_Exercises to complete_:
A. Answer these questions from the essay on recession and unemployment:
(i) What unemployment rate and how many job openings do the scoffers point to?
(ii) Who claimed there was no recession in sight after the Great Recession had already begun?
(iii) At what moment did unemployment fall off a cliff?
B. Write the next part of the essay on recession and unemployment, picking up after its last sentence.

_Source passage_:
——

I try to point out risks I believe most people do not want to see or cannot see because they don’t fit the norm by which people construct their perception of reality. I am accustomed, therefore, to being scoffed at because I am out of step with the thinking of the time, and the majority must be right … as must the experts.
Presently, the scoffing has been over my brazen claim that recession is already on our doorstep. I’ll lay out the evidence for the recession that is invisibly surrounding us in my next article — just as it was when Ben Bernanke infamously claimed there was no recession anywhere in sight after the Great Recession had already begun. The greatest experts, it turns out, can miss seeing the greatest recessions even when they are standing knee-deep in the middle of one because the recession doesn’t fit the way they are accustomed to seeing reality. Before I lay out the evidence of recession, however, I want to dig away at the economic misconceptions involved in the scoffing.
Scoffers line up to caw like crows on a wire
The scoffing is based, in good part, on the idea that a recession is not even possible when consumers are sitting on wheel barrows full of cash with 10-million job openings at 3.9% unemployment. That is normal thinking applied to utterly abnormal times in which consumers actually brought spending forward to lay in supplies for bad times and are now hunkering down.
More on that in my next article, but one must get their heads outside of normal to understand abnormal, and these times are about as abnormal as they get. So, if you apply normal ways of understanding, you are going to seriously misunderstand your situation.
Unemployment right now is nothing but a mirage: normally one believes the unemployment rate is super low because the economy is scorching hot so that job openings are high because the economy needs additional workers to ramp up production to new highs to meet intense demand. Normally, one would be right. These COVID times are far outside of the norm. As I’ve pointed out before, unemployment fell off a cliff the second extended benefits ended with the termination of government COVID stimulus plans. People thought the termination of “stimmies” would bring the workers back — that easy money was the only thing keeping them from working. They were mistaken.
Did everyone suddenly go back to work? Is that why unemployment fell off a cliff? No. The unemployment rate plunged like no time before because suddenly no one was eligible for unemployment benefits because they were well past the normal period of eligibility as soon the extension ended. It was as simple as that. While many did go back to work, many did not.
Evidence is abundant that says millions of disenfranchised people abandoned the workforce for good. Suddenly we saw a huge gap up in job openings. Was it because the economy started booming? Were new factories being created? New service companies opening up? All the stuff that means we cannot be going into recession on the basis that and expanding economy is tightening up employment?

——

_Provided material_:
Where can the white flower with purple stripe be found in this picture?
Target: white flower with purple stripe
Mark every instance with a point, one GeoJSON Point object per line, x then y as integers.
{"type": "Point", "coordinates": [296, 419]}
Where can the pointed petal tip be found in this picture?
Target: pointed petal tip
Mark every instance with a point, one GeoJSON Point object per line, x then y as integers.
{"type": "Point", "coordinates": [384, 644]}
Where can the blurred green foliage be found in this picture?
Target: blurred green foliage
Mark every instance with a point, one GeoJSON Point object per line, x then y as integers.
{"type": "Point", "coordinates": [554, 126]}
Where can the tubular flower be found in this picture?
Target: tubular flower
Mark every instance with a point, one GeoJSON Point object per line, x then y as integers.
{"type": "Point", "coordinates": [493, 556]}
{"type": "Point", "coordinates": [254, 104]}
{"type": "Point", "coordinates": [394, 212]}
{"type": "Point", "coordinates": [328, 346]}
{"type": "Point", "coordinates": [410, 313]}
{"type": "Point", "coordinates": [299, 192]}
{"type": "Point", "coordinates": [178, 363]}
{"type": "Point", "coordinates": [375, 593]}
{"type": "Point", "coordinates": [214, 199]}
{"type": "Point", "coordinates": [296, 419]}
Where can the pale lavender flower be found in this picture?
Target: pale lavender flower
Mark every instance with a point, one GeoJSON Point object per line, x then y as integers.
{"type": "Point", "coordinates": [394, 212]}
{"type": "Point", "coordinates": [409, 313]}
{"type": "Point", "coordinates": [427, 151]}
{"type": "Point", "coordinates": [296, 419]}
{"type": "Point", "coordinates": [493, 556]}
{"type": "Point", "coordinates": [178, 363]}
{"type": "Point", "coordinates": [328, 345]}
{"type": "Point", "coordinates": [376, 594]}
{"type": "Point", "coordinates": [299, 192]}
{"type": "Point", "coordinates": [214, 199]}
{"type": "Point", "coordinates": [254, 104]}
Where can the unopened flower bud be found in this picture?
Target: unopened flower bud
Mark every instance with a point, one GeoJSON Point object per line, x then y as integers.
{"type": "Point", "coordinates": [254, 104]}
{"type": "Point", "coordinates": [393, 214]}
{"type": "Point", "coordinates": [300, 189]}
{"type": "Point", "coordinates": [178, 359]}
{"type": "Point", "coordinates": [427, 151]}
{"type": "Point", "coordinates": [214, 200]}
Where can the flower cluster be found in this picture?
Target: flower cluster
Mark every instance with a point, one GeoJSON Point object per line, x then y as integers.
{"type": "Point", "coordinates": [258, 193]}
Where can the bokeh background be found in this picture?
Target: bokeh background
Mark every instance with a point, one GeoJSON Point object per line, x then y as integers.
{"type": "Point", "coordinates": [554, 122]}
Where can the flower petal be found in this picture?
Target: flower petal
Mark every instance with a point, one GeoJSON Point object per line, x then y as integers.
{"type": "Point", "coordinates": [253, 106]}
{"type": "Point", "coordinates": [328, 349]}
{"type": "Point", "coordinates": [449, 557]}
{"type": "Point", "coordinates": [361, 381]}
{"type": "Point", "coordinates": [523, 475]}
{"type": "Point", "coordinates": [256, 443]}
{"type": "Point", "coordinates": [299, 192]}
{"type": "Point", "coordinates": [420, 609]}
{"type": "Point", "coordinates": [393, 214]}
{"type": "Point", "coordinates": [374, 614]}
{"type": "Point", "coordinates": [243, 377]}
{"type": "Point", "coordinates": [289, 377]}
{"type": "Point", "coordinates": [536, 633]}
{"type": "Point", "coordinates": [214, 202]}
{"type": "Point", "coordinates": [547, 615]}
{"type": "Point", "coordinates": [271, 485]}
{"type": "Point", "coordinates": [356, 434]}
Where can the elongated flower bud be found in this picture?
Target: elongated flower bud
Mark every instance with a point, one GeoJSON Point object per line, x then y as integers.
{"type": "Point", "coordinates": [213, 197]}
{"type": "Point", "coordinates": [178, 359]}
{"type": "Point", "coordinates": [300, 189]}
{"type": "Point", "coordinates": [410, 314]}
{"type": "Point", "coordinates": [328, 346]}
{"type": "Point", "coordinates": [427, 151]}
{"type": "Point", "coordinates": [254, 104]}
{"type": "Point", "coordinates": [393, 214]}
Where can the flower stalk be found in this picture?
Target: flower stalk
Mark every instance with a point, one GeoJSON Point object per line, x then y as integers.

——

_Task results_:
A.
(i) 3.9% unemployment and 10 million job openings.
(ii) Ben Bernanke.
(iii) The second extended benefits ended with the termination of government COVID stimulus plans.

B.
No. It was solely because millions of people did not return to work, including 3.5 million new retirees, so those employers that reopened after the lockdowns had to relist those jobs to find help. Evidence of that is heard from the witness of countless employers complaining about how they cannot find workers even after they raise wages rapidly. When unemployment benefits ended, many workers said “I’m packing it in. I’m done with this nonsense. I’m not going back to an infected workplace,” etc.
The Great Resignation is actually happening among both young and old, but here are the facts related to people choosing early retirement:
As employers contend with growing numbers of younger employees quitting in the great resignation, the COVID-19 recession and gradual labor market recovery has also been accompanied by an increase in retirement among adults ages 55 and older.
As of the third quarter of 2021, 50.3% of U.S. adults 55 and older said they were out of the labor force due to retirement, according to a Pew Research Center analysis of the most recent official labor force data. In the third quarter of 2019, before the onset of the pandemic, 48.1% of those adults were retired.
(The above graph shows moves in one-year steps, not quarterly or weekly, so the move up at 2020 is the jump for that whole year, not a slope leading up to 2020.)
The leading edge of the Baby Boomer generation reached age 62 (the age at which workers can claim Social Security) in 2008. Between 2008 and 2019, the retired population ages 55 and older grew by about 1 million retirees per year. In the past two years, the ranks of retirees 55 and older have grown by 3.5 million
The pace of retirement just about doubled during the COVIDcrisis.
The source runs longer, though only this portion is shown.